-- START OF Source excerpt --

One of the men I interviewed, pseudonym “Greg,” aptly summarized this phenomenon: “I feel that a lot of trans folk become activists, not because they necessarily want to, but because there is a certain amount of need. […] As you deal with prejudice on a daily basis, you start picking and choosing which battles are the most important to you and then you start educating the people around you. Even if they never intended for it to happen, I believe most trans people become accidental activists.”
I was also surprised to find that I was not alone in my childhood literary pursuits. “Wendy” told me, “When I was a kid, I learned to read at a really early age. I read anything and everything I could get my hands on. Even though I didn’t consciously realize it, I was desperately searching through literature to find any glimpse of other people who were like me.” Several other interviewees, including “Catherine” and “Erik,” echoed this sentiment.
Learning that there were others out there searching for the faintest glimmers of themselves in the literature crystallized my desire to find and archive stories that broke the narrow mold of how transgender identities are usually conceptualized. My intent was to tell stories, like mine, that were not often expressed in transgender literature.
It was critical to me that this project provide a platform for voices that, even within transgender spaces, are often left out of the conversation. As “Bella” pointed out, transgender history has often been whitewashed, and the stories of trans people have frequently been left out of the conversation. “Our voices have been silenced long enough,” she told me, “It’s about damned time that somebody let us tell our truths.”
Ultimately, writing Trans/Portraits was a labor of love. I am so grateful that I had the opportunity to connect with so many remarkable trans and nonbinary individuals and that I was able to provide a platform that allowed each of them to share their incredible stories. Although I began writing this book with mild uncertainty about what I would find, the positivity and diversity I encountered in collecting these stories allowed me to finish this project with hope that others who are still searching for their truths might find themselves amongst these pages.

-- END OF Source excerpt --
-- START OF Material supplied --

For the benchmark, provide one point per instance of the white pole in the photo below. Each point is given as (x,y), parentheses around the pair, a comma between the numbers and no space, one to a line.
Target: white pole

-- END OF Material supplied --
-- START OF Material supplied --

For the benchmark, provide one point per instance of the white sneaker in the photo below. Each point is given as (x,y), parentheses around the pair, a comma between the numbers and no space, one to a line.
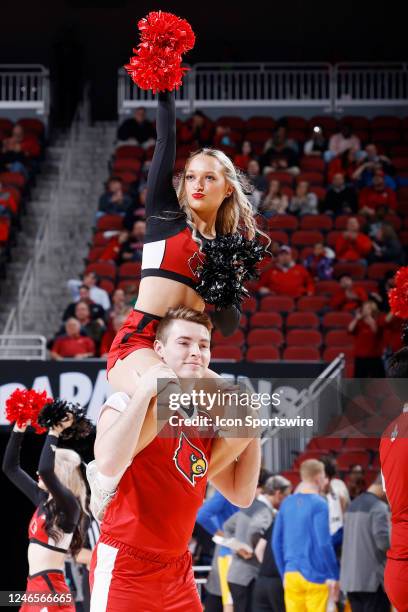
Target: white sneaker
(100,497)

-- END OF Material supplied --
-- START OF Material supplied --

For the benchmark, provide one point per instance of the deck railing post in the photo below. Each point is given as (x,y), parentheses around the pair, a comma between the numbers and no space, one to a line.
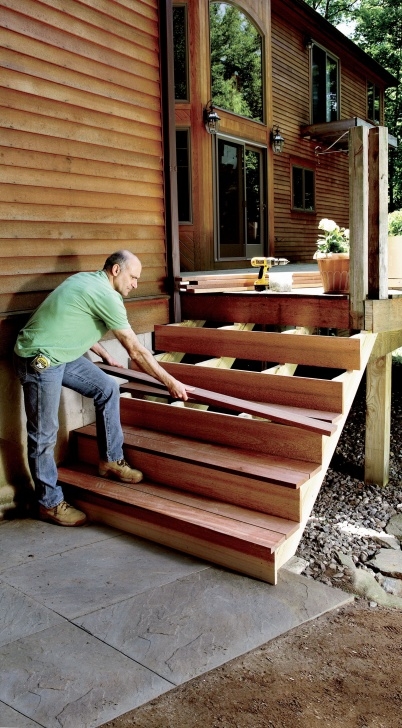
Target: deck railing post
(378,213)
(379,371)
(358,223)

-- END OF Material supplied --

- **Given request 1**
Translate this sentence from the Trans/Portraits excerpt into Spanish: "My intent was to tell stories, like mine, that were not often expressed in transgender literature."
- **Given request 2**
Revise the part of the Trans/Portraits excerpt starting at "I was also surprised" and ending at "echoed this sentiment.", replacing "kid" with "child".

- **Exercise response 1**
Mi intención era contar historias, como la mía, que no solían expresarse en la literatura transgénero.

- **Exercise response 2**
I was also surprised to find that I was not alone in my childhood literary pursuits. “Wendy” told me, “When I was a child, I learned to read at a really early age. I read anything and everything I could get my hands on. Even though I didn’t consciously realize it, I was desperately searching through literature to find any glimpse of other people who were like me.” Several other interviewees, including “Catherine” and “Erik,” echoed this sentiment.